#### [EXERCISE GOAL]
Locate each line in the material below that contains the word "outline" and copy those lines in full.

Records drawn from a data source
+===+
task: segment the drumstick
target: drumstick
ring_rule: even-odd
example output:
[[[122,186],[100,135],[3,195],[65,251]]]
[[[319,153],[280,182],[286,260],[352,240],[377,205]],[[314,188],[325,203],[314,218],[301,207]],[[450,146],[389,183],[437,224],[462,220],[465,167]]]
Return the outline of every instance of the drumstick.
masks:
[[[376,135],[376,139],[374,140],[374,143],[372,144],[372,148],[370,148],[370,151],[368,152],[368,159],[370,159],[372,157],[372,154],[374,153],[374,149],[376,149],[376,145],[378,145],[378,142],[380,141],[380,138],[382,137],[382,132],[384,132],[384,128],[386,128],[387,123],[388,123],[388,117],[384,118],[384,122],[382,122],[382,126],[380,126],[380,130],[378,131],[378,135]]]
+===+
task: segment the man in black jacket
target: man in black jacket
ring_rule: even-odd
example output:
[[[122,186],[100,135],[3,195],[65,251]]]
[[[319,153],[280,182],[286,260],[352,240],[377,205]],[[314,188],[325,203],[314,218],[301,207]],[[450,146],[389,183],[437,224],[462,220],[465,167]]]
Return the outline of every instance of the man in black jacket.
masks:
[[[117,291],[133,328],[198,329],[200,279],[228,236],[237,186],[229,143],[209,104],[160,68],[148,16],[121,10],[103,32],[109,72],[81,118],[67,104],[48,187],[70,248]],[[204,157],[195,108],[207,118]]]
+===+
#### [TASK ANSWER]
Return the outline of every instance of the drumstick.
Return the outline of every instance of the man in black jacket.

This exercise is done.